> WHAT IS EXPECTED
Below are the entries; output exactly the lines from the one containing "Indicate every instance of the ceiling fan pull" through the final line, inclusive.
# Start of RECORD LIST
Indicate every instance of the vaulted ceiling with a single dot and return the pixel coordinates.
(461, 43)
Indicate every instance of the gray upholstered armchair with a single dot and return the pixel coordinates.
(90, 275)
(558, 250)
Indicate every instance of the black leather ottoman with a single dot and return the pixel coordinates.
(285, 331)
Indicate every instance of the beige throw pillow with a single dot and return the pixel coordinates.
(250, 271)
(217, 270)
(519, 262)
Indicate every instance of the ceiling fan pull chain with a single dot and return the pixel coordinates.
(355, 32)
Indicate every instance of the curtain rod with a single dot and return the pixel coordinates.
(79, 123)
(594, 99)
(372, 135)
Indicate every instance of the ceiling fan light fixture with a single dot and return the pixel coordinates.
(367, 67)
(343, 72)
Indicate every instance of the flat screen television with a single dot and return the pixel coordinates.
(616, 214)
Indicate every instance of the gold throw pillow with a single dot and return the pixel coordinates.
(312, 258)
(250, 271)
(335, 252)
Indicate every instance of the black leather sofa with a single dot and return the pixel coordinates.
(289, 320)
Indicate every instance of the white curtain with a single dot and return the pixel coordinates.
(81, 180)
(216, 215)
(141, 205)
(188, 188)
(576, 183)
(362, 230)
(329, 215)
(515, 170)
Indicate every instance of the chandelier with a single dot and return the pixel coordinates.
# End of RECORD LIST
> ANSWER TO THIS EXERCISE
Indicate every instance of the ceiling fan pull chain with a single dot and return the pixel coordinates.
(355, 32)
Indicate every instance of the curtain rod with a single dot and return the pixel coordinates.
(79, 123)
(594, 99)
(372, 135)
Indicate every instance of the ceiling fan light fixture with a single dot and return the pixel coordinates.
(367, 67)
(343, 72)
Indicate every instance of the flat screen television with a single dot and return the pixel coordinates.
(616, 214)
Indicate every instance of the gold throw pillow with a single dot and return the pixel coordinates.
(312, 258)
(250, 271)
(335, 252)
Indicate every instance of the black leather sofa with a single dot and return the pixel coordinates.
(289, 320)
Indicate every instance of the white curtain with a single dot and return the pixel coordinates.
(81, 180)
(216, 215)
(141, 205)
(188, 188)
(576, 183)
(362, 230)
(329, 215)
(515, 170)
Indicate every instance of the chandelier with a single dot and return the pixel coordinates.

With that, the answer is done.